BEGIN DATA FOR THE TASK

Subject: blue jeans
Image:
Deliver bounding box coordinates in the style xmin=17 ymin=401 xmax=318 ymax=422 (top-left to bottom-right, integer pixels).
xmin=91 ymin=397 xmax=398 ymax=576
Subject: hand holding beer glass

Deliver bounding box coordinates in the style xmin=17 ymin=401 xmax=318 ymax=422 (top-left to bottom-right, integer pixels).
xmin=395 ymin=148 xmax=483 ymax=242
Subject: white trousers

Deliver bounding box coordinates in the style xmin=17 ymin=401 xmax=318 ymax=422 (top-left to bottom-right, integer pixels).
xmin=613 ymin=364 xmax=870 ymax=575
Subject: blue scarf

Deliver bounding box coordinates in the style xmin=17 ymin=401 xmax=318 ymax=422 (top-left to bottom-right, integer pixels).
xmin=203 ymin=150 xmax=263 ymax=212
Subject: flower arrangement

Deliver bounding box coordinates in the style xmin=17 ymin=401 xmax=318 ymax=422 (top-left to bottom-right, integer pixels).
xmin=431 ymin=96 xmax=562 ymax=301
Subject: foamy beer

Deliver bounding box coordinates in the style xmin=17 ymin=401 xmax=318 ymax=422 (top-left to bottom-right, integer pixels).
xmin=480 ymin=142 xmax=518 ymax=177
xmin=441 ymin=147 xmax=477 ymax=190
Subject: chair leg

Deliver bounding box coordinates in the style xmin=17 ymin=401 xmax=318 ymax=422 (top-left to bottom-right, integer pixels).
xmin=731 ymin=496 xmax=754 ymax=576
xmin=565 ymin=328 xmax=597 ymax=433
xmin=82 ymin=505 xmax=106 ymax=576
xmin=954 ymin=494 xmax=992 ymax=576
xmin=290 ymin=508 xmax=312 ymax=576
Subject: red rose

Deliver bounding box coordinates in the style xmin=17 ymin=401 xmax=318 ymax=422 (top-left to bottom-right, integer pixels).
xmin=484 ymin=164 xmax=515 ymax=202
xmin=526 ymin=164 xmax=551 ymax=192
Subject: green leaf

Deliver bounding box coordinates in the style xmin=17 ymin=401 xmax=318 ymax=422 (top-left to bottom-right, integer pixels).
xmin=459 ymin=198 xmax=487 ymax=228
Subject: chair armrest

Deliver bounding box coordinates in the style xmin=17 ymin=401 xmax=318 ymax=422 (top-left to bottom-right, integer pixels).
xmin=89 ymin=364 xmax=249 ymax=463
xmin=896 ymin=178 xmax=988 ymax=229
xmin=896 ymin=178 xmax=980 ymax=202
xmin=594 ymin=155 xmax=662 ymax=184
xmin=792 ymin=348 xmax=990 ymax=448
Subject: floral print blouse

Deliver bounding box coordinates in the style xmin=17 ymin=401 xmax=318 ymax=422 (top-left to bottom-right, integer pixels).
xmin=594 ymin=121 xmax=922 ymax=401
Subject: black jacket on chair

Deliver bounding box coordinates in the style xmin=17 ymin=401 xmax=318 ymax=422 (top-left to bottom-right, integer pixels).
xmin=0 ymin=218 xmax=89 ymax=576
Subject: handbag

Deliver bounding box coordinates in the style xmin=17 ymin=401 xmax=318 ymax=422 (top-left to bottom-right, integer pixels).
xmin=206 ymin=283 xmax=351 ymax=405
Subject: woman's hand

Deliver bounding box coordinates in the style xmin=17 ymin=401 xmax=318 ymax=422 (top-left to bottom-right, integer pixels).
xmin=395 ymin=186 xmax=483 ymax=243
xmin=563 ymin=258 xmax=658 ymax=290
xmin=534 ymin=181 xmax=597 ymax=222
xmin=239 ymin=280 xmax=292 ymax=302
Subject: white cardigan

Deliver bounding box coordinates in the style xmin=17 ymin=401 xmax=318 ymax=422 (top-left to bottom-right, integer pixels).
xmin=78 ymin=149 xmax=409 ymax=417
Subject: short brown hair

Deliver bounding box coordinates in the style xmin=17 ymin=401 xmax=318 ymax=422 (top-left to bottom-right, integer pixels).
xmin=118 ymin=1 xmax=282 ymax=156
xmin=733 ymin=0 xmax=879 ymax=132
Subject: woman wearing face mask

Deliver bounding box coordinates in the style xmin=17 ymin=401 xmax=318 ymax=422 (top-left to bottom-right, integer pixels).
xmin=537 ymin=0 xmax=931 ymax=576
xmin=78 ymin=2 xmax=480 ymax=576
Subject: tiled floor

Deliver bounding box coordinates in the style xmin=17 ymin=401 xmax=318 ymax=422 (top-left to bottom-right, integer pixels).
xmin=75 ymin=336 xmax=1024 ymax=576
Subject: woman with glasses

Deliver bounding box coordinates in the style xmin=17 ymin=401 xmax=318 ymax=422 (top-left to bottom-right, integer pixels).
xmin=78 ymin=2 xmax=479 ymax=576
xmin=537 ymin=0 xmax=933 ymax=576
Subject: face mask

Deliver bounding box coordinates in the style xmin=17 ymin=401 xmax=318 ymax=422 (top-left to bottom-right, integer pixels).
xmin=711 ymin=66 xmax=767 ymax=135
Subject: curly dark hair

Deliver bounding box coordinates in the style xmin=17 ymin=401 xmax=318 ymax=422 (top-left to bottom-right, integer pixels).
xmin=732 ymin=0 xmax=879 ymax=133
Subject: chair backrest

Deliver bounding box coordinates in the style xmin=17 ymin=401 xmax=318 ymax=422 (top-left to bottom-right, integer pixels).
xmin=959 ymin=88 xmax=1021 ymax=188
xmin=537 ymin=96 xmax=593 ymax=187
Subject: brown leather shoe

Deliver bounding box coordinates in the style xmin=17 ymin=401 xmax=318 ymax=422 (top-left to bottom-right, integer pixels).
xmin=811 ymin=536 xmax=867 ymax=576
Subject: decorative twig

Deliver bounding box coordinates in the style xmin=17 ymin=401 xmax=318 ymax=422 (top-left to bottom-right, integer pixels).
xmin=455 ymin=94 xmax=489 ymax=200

END DATA FOR THE TASK

Return every line of the listing above unchanged.

#### SOLUTION FOR THIS EXERCISE:
Subject: blue jeans
Image:
Deliver bounding box coordinates in the style xmin=17 ymin=401 xmax=318 ymax=422 (top-left to bottom-right, integer pixels).
xmin=91 ymin=397 xmax=398 ymax=576
Subject: hand holding beer glass

Deliver bounding box coordinates in the style xmin=17 ymin=401 xmax=318 ymax=422 (top-left to bottom-right, integer pixels).
xmin=395 ymin=148 xmax=483 ymax=242
Subject: white trousers

Deliver bounding box coordinates in the style xmin=17 ymin=401 xmax=318 ymax=422 (top-left to bottom-right, integer pixels).
xmin=613 ymin=364 xmax=870 ymax=575
Subject: blue scarf

Deliver bounding box coordinates in the style xmin=17 ymin=401 xmax=318 ymax=422 (top-left to bottom-right, integer pixels).
xmin=203 ymin=150 xmax=263 ymax=212
Subject: flower arrangement

Deliver bounding box coordinates in the style xmin=17 ymin=401 xmax=318 ymax=422 (top-left to bottom-right, integer pixels).
xmin=431 ymin=96 xmax=562 ymax=301
Subject: foamy beer

Deliver bounding box coordinates in the style xmin=17 ymin=401 xmax=318 ymax=422 (top-left to bottom-right, integer pixels).
xmin=480 ymin=142 xmax=518 ymax=177
xmin=441 ymin=147 xmax=477 ymax=190
Subject: chair leg

Deliver bounding box coordinates in the style xmin=17 ymin=401 xmax=318 ymax=422 (top-left to bottom-right, integer pixels).
xmin=731 ymin=496 xmax=754 ymax=576
xmin=565 ymin=328 xmax=597 ymax=433
xmin=82 ymin=505 xmax=106 ymax=576
xmin=954 ymin=494 xmax=992 ymax=576
xmin=290 ymin=508 xmax=312 ymax=576
Subject: red rose

Deliver bounding box coordinates in the style xmin=17 ymin=401 xmax=318 ymax=422 (top-left to bottom-right, integer pixels).
xmin=484 ymin=164 xmax=515 ymax=202
xmin=526 ymin=164 xmax=551 ymax=192
Subject: green leaf

Deliver bounding box coordinates in the style xmin=17 ymin=401 xmax=318 ymax=422 (top-left to bottom-right, integer pixels).
xmin=459 ymin=198 xmax=487 ymax=228
Subject: chair armrest

Deliver bounding box coordinates in the style xmin=17 ymin=401 xmax=318 ymax=422 (top-left to bottom-right, integer pixels).
xmin=89 ymin=364 xmax=249 ymax=463
xmin=896 ymin=178 xmax=988 ymax=229
xmin=896 ymin=178 xmax=980 ymax=202
xmin=594 ymin=155 xmax=662 ymax=184
xmin=792 ymin=348 xmax=990 ymax=448
Subject: floral print blouse

Deliver bounding box coordinates in the style xmin=17 ymin=401 xmax=318 ymax=422 (top-left to bottom-right, integer pixels).
xmin=594 ymin=121 xmax=922 ymax=401
Subject: black jacket on chair

Deliver bounding box coordinates in the style xmin=17 ymin=401 xmax=318 ymax=422 (top-left to bottom-right, integer pixels).
xmin=0 ymin=218 xmax=89 ymax=576
Subject: handbag

Deliver bounding box coordinates in the style xmin=17 ymin=401 xmax=318 ymax=422 (top-left to bottom-right, integer pixels).
xmin=206 ymin=283 xmax=351 ymax=405
Subject: woman's hand

Deliver bounding box coordinates in the style xmin=17 ymin=401 xmax=318 ymax=422 (top-left to bottom-right, integer pixels).
xmin=395 ymin=186 xmax=483 ymax=243
xmin=563 ymin=258 xmax=658 ymax=290
xmin=534 ymin=181 xmax=597 ymax=222
xmin=239 ymin=280 xmax=292 ymax=302
Subject: white cardigan

Deliver bounding box coordinates in the style xmin=17 ymin=401 xmax=318 ymax=422 (top-left to bottom-right, integer pixels).
xmin=78 ymin=149 xmax=409 ymax=417
Subject: short brown hair

Deliver bounding box coordinates in the style xmin=17 ymin=401 xmax=318 ymax=422 (top-left to bottom-right, integer pixels).
xmin=118 ymin=1 xmax=282 ymax=156
xmin=733 ymin=0 xmax=879 ymax=132
Subject: woman wearing face mask

Deliver bounding box coordinates in the style xmin=17 ymin=401 xmax=318 ymax=422 (top-left to bottom-right, integer pixels).
xmin=537 ymin=0 xmax=931 ymax=576
xmin=78 ymin=2 xmax=480 ymax=576
Subject: tiled floor

Deliver bounding box coordinates in the style xmin=17 ymin=401 xmax=318 ymax=422 (top-left to bottom-right, integer pixels).
xmin=75 ymin=336 xmax=1024 ymax=576
Subject: woman with glasses

Deliver bounding box coordinates in the style xmin=17 ymin=401 xmax=318 ymax=422 (top-left to bottom-right, integer pixels).
xmin=78 ymin=2 xmax=479 ymax=576
xmin=537 ymin=0 xmax=933 ymax=576
Subject: face mask

Deliver bounding box coordinates in the style xmin=17 ymin=401 xmax=318 ymax=422 (top-left to bottom-right, integer pixels).
xmin=711 ymin=66 xmax=767 ymax=135
Subject: curly dark hair

Deliver bounding box coordinates in the style xmin=17 ymin=401 xmax=318 ymax=422 (top-left to bottom-right, integer pixels).
xmin=732 ymin=0 xmax=879 ymax=133
Subject: chair backrest

Deliver bounding box coordinates in the style xmin=17 ymin=401 xmax=318 ymax=422 (top-left to bottom-right, integer pixels).
xmin=959 ymin=88 xmax=1021 ymax=188
xmin=537 ymin=96 xmax=593 ymax=187
Subject: brown leather shoe

Deliver bounding box coordinates in the style xmin=17 ymin=401 xmax=318 ymax=422 (top-left to bottom-right, integer pixels).
xmin=811 ymin=536 xmax=867 ymax=576
Subject: decorative twig

Deliver bounding box coordinates in the style xmin=17 ymin=401 xmax=318 ymax=422 (top-left to bottom-right, integer pixels).
xmin=455 ymin=94 xmax=489 ymax=200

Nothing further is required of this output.